TEXT PROVIDED
▬▬▬

Abstract
Atherogenesis is a chronic inflammatory process in which intercellular adhesion molecule 1 (ICAM-1) plays a critical role. Circulating soluble ICAM-1 (sICAM-1) is thought to be the result of cleavage of membrane-bound ICAM-1 and its concentration in serum/plasma has been shown to be heritable. Genome-wide linkage scans were conducted for quantitative trait loci influencing sICAM-1. Phenotype and genetic marker data were available for 2,617 white and 531 black individuals in the NHLBI Family Heart Study follow-up examination. Heritability for sICAM-1 was 0.39 in whites and 0.59 in blacks. Significant linkage was observed on chromosome 19 (LOD = 4.0 at 14 cM) in whites near the ICAM gene cluster that includes the structural gene for ICAM-1. The T-allele of ICAM-1 SNP rs5491 has been strongly associated with the specific sICAM-1 assay we used in our study. Through additional genotyping we were able to rule out rs5491 as the cause of the linkage finding. This study provides preliminary evidence linking genetic variation in the ICAM-1 structural gene to circulating sICAM-1 levels.
Keywords: Intercellular adhesion molecule-1, Linkage (Genetics), ICAM gene cluster, inflammation, atherosclerosis
Introduction
Atherogenesis is a chronic inflammatory process in which the arterial intima undergoes significant changes including the deposition of lipids, recruitment of leukocytes and smooth muscle cells, and accumulation of extracellular matrix. Leukocyte infiltration into the extravascular space is mediated in part by binding of complementary adhesion molecules. Intercellular adhesion molecule 1 (ICAM-1) plays a critical role in firm adhesion of all leukocytes to the endothelium. Circulating soluble ICAM-1 (sICAM-1) is thought to originate from proteolytic cleavage of cell-bound ICAM-1 and has been shown to retain most of the structure and function of the membrane bound form1.

▬▬▬

TASK TO COMPLETE
Answer these questions using the sICAM-1 study text:
1. What heritability for sICAM-1 was found in black individuals?
2. On which chromosome was significant linkage observed in whites?
3. According to the introduction, what partly mediates leukocyte infiltration into the extravascular space?
The items below this point were taken from a different source than the sICAM-1 study text.

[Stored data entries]
▬▬▬

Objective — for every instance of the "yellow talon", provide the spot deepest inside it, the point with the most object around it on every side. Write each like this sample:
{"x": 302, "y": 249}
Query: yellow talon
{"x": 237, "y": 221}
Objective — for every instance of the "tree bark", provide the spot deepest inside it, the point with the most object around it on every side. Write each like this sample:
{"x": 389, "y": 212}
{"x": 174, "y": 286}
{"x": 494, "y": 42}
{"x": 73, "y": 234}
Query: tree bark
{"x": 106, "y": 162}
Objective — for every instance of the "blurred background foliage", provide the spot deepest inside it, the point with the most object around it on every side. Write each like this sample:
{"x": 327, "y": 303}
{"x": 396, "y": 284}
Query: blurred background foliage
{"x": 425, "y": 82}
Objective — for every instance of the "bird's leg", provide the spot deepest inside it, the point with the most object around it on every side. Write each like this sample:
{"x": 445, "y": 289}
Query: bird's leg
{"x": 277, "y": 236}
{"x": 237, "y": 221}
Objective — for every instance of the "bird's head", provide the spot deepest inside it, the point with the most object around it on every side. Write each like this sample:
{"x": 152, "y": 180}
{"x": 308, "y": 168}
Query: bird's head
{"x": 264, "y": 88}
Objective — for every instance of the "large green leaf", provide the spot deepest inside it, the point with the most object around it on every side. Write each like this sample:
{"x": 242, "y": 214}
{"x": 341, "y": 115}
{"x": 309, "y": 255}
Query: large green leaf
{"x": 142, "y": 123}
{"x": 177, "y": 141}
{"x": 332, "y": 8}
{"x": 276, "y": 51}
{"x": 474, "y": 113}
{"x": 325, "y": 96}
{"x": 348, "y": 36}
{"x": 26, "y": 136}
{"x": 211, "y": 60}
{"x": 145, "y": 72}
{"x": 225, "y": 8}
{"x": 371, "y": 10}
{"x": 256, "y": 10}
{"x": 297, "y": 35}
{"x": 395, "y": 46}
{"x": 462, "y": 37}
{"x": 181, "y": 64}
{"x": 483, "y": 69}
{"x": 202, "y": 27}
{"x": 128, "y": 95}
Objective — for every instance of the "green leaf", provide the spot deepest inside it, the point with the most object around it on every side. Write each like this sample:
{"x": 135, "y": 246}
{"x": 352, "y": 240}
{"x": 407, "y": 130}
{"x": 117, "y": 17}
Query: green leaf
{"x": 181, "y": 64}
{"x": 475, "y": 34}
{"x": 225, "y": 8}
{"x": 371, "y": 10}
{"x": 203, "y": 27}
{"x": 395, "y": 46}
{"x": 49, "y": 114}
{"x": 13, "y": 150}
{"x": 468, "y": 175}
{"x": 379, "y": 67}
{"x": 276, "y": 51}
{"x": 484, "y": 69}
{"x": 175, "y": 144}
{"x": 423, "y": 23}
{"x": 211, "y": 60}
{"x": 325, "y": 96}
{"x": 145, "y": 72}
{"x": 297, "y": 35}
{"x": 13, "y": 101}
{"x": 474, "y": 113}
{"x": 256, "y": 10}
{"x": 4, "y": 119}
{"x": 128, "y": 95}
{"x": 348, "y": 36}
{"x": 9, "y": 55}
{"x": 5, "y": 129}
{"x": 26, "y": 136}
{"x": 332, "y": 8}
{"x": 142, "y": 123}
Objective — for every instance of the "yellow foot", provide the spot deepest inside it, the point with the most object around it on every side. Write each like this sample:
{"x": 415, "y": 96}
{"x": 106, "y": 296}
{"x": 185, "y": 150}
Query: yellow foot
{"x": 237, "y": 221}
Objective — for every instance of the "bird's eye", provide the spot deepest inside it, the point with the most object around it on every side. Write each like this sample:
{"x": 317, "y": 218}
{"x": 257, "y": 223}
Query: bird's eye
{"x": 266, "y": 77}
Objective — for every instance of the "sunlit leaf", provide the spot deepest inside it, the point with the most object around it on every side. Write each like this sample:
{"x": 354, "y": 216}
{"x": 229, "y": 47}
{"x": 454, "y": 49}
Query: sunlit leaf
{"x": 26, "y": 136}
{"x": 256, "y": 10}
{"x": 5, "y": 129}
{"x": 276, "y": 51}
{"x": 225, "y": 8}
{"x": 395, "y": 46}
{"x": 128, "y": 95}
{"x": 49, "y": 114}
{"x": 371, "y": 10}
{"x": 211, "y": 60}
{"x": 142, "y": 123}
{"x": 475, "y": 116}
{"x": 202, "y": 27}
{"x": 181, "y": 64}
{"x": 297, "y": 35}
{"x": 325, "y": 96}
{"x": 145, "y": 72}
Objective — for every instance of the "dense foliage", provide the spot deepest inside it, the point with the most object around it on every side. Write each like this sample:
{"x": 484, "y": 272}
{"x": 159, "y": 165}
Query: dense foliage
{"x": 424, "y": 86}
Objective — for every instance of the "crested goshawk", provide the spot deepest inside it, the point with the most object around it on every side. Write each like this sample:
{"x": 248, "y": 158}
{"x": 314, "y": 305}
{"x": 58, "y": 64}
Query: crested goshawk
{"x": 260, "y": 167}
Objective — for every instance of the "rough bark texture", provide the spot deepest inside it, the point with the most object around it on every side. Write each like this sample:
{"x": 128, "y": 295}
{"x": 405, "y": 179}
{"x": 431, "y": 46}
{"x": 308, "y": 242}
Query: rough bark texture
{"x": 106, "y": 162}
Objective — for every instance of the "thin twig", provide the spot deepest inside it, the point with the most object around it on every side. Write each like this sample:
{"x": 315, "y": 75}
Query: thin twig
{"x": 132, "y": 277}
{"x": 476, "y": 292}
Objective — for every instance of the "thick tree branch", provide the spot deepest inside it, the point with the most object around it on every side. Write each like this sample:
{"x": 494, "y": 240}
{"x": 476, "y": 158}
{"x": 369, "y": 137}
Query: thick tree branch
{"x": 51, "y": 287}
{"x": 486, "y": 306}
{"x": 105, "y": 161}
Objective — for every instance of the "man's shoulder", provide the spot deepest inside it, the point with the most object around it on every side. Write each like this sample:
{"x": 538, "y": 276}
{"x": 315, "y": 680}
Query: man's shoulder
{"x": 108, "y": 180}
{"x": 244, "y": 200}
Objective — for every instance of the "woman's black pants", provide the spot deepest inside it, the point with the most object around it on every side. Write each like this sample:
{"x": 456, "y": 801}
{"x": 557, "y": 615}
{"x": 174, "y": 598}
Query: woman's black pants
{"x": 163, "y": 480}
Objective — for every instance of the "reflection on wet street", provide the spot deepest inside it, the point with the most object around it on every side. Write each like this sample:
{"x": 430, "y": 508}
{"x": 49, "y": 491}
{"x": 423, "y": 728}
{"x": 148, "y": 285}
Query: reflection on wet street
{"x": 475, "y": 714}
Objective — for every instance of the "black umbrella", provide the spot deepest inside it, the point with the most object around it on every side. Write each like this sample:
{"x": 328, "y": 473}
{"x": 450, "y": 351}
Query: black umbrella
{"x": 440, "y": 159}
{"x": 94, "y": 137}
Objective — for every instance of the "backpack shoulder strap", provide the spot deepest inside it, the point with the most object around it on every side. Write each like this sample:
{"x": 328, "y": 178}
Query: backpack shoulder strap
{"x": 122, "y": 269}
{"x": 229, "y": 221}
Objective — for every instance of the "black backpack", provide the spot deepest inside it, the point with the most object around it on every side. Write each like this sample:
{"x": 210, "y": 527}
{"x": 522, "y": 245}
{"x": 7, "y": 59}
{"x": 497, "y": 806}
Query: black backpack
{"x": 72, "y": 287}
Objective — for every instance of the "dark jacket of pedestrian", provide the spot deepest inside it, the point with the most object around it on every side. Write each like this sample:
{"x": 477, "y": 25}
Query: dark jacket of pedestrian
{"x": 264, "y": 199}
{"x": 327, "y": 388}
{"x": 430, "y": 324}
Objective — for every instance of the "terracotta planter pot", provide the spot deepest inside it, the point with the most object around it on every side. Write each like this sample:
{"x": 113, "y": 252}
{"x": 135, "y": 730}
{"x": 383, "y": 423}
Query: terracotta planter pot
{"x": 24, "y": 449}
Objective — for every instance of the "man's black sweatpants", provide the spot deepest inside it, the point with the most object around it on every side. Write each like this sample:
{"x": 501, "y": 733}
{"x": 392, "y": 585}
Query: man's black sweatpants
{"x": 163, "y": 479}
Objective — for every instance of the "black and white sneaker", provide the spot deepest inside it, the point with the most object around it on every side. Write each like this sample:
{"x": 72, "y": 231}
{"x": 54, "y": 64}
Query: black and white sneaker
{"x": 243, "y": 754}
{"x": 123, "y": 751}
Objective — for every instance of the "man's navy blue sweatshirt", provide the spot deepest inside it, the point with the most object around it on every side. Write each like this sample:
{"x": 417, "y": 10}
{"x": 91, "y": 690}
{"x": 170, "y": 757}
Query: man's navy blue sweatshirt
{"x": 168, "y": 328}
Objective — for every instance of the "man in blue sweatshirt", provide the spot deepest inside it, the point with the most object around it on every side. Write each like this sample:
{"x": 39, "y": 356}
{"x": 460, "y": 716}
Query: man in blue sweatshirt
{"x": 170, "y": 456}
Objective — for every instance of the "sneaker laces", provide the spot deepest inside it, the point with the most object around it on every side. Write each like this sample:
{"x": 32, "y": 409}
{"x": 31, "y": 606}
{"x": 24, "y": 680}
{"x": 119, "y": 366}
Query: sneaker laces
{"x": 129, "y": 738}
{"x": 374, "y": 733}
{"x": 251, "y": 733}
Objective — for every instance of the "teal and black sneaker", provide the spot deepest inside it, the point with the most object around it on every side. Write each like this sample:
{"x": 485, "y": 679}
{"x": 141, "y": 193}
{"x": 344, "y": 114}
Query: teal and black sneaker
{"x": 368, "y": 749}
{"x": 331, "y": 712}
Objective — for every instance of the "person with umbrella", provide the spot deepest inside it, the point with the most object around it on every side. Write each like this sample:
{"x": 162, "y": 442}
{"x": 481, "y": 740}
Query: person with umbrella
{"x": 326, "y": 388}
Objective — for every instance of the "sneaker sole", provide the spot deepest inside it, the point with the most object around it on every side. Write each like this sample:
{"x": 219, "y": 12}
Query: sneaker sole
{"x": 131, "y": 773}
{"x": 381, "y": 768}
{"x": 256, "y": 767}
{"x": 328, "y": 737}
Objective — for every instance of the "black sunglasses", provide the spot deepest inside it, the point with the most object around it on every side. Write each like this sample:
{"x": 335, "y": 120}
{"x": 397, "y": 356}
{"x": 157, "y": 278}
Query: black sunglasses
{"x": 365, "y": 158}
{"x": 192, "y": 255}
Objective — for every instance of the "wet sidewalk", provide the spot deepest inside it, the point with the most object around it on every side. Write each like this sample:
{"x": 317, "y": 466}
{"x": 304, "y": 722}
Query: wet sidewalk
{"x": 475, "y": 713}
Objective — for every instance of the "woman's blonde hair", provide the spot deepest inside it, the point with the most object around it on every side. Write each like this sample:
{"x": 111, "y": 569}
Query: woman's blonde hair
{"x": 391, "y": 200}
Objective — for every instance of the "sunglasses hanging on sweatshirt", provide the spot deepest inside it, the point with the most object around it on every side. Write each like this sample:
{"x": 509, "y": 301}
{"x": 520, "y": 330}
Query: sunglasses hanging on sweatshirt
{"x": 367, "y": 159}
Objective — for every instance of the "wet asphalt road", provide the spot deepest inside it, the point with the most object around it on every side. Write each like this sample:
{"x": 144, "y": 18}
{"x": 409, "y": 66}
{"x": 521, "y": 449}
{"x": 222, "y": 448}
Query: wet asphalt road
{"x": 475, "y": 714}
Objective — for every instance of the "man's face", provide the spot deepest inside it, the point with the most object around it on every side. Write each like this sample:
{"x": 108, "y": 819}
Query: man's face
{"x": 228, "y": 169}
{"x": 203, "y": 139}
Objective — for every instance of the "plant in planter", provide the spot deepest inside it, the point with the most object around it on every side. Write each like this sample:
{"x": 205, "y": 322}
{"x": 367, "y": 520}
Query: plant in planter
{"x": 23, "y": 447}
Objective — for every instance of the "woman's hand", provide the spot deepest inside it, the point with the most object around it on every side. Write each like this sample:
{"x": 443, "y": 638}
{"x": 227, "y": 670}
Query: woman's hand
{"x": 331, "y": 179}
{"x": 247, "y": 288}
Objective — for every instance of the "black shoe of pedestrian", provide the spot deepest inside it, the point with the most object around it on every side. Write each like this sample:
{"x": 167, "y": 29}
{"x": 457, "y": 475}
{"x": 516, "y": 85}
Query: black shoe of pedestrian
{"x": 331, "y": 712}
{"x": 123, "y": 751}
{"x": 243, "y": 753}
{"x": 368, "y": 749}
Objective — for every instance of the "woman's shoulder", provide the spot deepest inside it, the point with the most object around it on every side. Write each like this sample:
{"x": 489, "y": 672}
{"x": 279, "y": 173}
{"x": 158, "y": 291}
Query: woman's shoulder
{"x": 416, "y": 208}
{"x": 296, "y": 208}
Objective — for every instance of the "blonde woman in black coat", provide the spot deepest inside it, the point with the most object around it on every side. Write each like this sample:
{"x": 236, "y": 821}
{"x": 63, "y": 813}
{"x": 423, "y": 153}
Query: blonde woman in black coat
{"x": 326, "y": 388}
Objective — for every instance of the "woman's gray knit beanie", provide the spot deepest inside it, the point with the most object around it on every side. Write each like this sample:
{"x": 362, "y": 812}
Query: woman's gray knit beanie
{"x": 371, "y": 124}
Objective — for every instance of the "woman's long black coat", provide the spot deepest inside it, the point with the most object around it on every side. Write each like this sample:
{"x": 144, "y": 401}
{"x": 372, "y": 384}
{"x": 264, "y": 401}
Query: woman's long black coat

▬▬▬

SOLUTION TO THIS EXERCISE
1. 0.59
2. Chromosome 19
3. Binding of complementary adhesion molecules